§ **WORK REQUIRED**
Return the material below word for word, but leave out the pictures.

§ **INPUT**
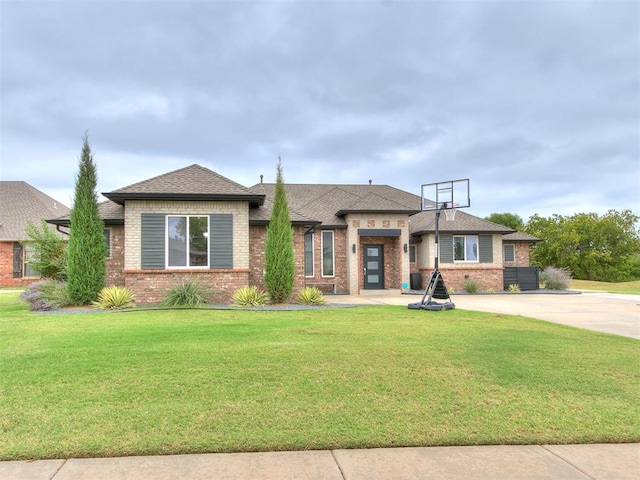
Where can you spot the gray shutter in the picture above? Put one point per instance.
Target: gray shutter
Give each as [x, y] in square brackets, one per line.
[221, 240]
[446, 248]
[485, 245]
[17, 260]
[153, 241]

§ **SOLVED PROBLEM**
Where can you spot the gray shutter in the picture above? Put one point per instance.
Target: gray shutter
Give each as [x, y] in square brackets, one per line.
[221, 240]
[446, 248]
[485, 245]
[17, 260]
[153, 241]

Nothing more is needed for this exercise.